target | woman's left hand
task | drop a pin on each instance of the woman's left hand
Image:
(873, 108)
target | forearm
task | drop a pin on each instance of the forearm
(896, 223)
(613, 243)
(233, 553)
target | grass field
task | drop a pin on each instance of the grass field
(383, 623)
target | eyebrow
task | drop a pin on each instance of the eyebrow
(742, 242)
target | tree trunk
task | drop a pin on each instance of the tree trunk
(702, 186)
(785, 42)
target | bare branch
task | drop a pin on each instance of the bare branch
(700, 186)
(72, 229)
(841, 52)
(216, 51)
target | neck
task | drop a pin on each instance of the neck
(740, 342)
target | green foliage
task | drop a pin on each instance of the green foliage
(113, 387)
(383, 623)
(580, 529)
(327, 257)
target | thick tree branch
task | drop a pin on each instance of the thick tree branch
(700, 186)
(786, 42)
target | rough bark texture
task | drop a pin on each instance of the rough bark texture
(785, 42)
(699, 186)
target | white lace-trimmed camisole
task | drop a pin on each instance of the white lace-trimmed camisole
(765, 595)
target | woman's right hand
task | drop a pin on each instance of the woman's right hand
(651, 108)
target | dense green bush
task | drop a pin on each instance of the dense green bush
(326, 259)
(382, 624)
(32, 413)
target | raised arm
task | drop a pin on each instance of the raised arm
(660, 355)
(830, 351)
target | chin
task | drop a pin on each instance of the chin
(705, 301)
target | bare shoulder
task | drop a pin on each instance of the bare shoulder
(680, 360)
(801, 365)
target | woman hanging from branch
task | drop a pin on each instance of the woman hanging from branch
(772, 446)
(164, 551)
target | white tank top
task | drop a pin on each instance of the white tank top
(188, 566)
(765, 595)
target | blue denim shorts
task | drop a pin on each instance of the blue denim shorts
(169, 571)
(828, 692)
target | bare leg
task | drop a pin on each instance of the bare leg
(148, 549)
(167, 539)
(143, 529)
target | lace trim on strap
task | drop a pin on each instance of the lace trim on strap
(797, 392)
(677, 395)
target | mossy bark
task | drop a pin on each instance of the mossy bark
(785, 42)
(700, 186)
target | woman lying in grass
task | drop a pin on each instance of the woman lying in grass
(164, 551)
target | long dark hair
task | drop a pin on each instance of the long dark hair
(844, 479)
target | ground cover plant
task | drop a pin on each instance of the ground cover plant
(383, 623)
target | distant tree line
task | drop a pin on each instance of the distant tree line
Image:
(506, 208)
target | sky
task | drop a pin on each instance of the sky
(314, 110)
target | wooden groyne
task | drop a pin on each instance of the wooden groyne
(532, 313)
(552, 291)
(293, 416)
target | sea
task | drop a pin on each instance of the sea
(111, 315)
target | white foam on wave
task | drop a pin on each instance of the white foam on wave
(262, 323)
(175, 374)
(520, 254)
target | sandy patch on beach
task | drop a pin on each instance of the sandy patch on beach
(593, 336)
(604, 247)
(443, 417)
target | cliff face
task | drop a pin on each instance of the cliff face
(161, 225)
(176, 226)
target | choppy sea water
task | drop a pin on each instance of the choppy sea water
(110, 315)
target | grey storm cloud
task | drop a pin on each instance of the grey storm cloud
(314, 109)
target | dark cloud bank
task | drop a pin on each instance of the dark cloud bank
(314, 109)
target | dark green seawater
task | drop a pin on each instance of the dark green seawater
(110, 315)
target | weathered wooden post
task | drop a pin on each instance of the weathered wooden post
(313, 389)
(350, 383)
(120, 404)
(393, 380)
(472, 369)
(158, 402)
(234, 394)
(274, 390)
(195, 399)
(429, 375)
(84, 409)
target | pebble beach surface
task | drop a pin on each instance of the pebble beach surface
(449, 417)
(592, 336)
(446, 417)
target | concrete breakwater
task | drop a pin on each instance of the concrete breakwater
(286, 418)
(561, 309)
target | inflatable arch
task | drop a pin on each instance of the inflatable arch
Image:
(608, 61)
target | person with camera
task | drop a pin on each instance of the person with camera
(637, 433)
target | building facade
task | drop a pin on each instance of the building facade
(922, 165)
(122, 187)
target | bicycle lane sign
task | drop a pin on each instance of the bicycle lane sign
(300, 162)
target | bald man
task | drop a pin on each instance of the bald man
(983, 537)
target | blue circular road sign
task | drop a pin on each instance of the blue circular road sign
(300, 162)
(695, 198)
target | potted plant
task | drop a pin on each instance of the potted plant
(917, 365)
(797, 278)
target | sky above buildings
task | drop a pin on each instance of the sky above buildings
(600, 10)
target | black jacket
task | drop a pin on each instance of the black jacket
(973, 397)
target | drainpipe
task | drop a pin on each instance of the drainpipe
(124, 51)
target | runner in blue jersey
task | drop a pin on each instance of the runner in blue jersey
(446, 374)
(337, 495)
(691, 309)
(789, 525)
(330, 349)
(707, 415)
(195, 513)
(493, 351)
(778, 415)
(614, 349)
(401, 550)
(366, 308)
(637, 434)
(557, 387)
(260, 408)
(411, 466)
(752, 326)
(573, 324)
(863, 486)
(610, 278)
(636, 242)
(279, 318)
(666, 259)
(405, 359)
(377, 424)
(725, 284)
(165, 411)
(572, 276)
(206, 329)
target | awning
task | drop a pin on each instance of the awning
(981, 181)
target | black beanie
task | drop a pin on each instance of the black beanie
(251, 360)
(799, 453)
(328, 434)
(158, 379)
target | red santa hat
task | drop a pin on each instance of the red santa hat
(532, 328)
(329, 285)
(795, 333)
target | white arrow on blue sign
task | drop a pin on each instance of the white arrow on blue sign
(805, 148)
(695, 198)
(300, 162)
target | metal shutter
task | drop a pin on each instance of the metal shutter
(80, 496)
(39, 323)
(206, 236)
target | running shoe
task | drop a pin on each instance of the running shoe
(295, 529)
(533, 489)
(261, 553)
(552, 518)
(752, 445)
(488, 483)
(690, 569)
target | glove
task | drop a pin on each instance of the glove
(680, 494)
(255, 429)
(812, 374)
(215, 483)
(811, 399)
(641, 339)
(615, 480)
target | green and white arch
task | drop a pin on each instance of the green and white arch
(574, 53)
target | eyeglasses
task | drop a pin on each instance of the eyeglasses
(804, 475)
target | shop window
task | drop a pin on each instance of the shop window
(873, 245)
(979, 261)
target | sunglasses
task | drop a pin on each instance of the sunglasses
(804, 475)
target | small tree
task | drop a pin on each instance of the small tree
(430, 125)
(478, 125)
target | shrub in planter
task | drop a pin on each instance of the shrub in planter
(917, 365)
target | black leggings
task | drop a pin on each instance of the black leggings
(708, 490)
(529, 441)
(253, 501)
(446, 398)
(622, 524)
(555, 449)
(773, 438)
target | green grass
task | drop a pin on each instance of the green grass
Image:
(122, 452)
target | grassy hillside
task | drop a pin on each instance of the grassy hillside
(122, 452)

**********

Reproduce exactly the lines from the one containing "target | sunglasses" through the last line of the records above, including both, and nothing else.

* _Task output_
target | sunglasses
task | drop a pin on each instance of the sunglasses
(804, 475)
target | small tree
task | drop a pin on each instance of the small tree
(430, 125)
(478, 125)
target | shrub in planter
task | drop a pin on each instance of the shrub in planter
(917, 365)
target | black leggings
task | drop a pin on each instance of the black leggings
(708, 490)
(529, 441)
(253, 501)
(446, 398)
(622, 524)
(555, 449)
(773, 438)
target | green grass
task | drop a pin on each instance of the green grass
Image:
(122, 452)
target | grassy hillside
task | drop a pin on each instance of the grassy hillside
(122, 452)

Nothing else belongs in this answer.